Material for the task —

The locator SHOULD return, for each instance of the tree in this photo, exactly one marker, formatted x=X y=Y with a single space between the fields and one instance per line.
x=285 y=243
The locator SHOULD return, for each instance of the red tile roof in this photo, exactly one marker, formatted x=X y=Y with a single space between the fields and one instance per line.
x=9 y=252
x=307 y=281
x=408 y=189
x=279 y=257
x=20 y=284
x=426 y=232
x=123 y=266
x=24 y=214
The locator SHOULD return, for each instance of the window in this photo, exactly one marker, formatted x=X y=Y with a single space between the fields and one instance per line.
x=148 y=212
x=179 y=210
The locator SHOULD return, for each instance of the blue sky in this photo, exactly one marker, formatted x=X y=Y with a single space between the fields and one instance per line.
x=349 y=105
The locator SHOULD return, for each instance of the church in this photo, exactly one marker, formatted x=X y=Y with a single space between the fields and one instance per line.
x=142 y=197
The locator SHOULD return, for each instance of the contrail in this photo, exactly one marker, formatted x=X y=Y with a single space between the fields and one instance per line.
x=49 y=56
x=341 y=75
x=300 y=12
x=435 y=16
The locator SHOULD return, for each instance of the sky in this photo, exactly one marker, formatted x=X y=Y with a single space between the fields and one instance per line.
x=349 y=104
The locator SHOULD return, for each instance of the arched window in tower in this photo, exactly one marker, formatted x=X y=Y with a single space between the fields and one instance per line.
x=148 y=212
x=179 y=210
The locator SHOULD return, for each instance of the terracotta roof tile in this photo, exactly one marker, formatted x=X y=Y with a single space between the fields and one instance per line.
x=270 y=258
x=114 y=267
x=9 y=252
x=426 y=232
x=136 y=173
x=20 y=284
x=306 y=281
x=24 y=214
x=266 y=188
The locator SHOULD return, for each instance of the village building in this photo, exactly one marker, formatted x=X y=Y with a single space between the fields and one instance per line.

Written exercise —
Copy the listing above, starting at the line containing "The locator SHOULD return, for each instance of the window" and ending at the last line, and offset every x and y coordinate by adding 85 while leaving the request lines unchanged.

Problem solution —
The locator SHOULD return, for each instance of the window in this photo, exactly one marker, formatted x=X y=Y with a single space between the fields and one instance per line.
x=233 y=297
x=264 y=295
The locator SHOULD return, for each instance of the blue sky in this photo, exactly one marker, formatted x=X y=Y with a single space between the fields and one instance per line.
x=434 y=190
The locator SHOULD return, for each instance of the church in this photo, exactly one marker, formatted x=X y=Y with a single space between the fields and one instance per line.
x=227 y=282
The locator SHOULD return, for each instance of the contrail in this photo, exactly one marker, formatted x=X y=Y with a single space between the fields and one instance per line.
x=134 y=141
x=426 y=160
x=385 y=97
x=520 y=101
The locator SHOULD return, for each instance of the sky in this photo, exactly one marker, formatted x=X y=Y with a single space between the fields and one instance per line.
x=434 y=189
The locator SHOULD return, for each instance of the arched window in tower in this photo, exactly one marker, formatted x=X y=Y with a single space between the fields and one instance per line.
x=233 y=297
x=264 y=295
The locator SHOULD return, for each instance of the terracotta roof tile in this photo, exactly one marker, formatted x=X y=Y with a single space between the fields and one instance per line.
x=355 y=343
x=199 y=352
x=94 y=337
x=511 y=317
x=221 y=258
x=105 y=369
x=391 y=366
x=109 y=299
x=351 y=273
The locator SHOULD return, for each instance of the village building in this photo, exactly one marker, formatted x=X y=Y with a single space between the fields and one instance per line.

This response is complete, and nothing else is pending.